Source extract:

↓↓↓

You’ve been suffering from a nagging pain for some days, and the
stiffness just won’t go away. At your first visit, your doctor arranged
for you to visit your local hospital for x-rays and a simple blood
test. Now the results are back.
“You’ve got early-stage osteoarthritis,” says your doctor. “I’m
afraid it’s all part of growing older, just the wear and tear of life.”
He might suggest some exercise before reaching for his pad to write
out a prescription for an NSAID. It’s the only response that medicine
has to arthritis: a drug, and usually an NSAID (nonsteroidal
anti-inflammatory drug) to alleviate the pain.
The drugs that control the symptoms are known as “first-line drugs”
and include the NSAIDs, which can also reduce swelling in the joints,
and the simple painkillers known as analgesics.
The second-line drugs will try to modify the condition, and are
usually given for rheumatoid arthritis. They are known as DMARDs
(disease modifying anti-rheumatic drugs) or SAARDs (slow-acting,
anti-rheumatic drugs). Anti-malarials and gold injections are included
in this category.
Other drugs used include the immunosuppressants, sometimes
prescribed to treat lupus and rheumatoid arthritis, and steroids—which
regulate immune response and inflammation—are taken to counter
rheumatoid arthritis, lupus and polymyalgia rheumatica.
As a last resort, and in cases of severely damaged joints,
replacement surgery can be offered, and, unless you have private health
insurance, you are prepared to join the lengthening NHS queues.
No form of treatment for rheumatoid arthritis has a particularly
good track record. One study tracked 112 rheumatoid arthritis (RA)
patients receiving “aggressive” drug treatment over 22 years. More than
half either died or became severely disabled. The authors concluded
that it was “fallacious” to believe that arthritic drugs of any sort
cause a remission in patients. With current treatment, they wrote, “the
prognosis of rheumatoid arthritis is not good”. Stated plainly, that
means that none of these drugs does much good in stopping the disease
from progressing.[1]
Professor P.A. Dieppe and other researchers from the University of
Bristol believe that the entire approach to osteoarthritis has been
“misdirected” by concentrating on the role of NSAIDs. These drugs
primarily reduce inflammation as well as pain, whereas osteoarthritis
causes only minor inflammation, which doesn’t really account for most
of the pain of the disease. Professor Dieppe and his associates say
that simple painkillers have many advantages over NSAIDs. Besides being
cheaper, they do not have the toxic effects of NSAIDs—particularly
gastrointestinal damage, which is highest in elderly women, the very
group in which osteoarthritis is most prevalent.

↑↑↑

Information shown:
↓↓↓

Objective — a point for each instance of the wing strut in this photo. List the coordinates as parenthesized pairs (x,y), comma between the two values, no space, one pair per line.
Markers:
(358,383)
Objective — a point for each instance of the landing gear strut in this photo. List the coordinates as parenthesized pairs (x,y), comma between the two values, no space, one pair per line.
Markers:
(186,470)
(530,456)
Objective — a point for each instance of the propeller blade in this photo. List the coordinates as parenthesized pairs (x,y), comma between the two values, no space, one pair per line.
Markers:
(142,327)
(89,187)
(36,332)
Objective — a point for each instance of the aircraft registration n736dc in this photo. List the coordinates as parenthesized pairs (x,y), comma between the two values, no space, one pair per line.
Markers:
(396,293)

↑↑↑

Your tasks:
(1) In the arthritis treatment passage, how many rheumatoid arthritis patients did the study track, and for how many years?
(2) Write out the arthritis treatment passage word for word from "Other drugs used" to "and polymyalgia rheumatica.".

Task responses:
(1) 112 patients over 22 years.

(2)
Other drugs used include the immunosuppressants, sometimes
prescribed to treat lupus and rheumatoid arthritis, and steroids—which
regulate immune response and inflammation—are taken to counter
rheumatoid arthritis, lupus and polymyalgia rheumatica.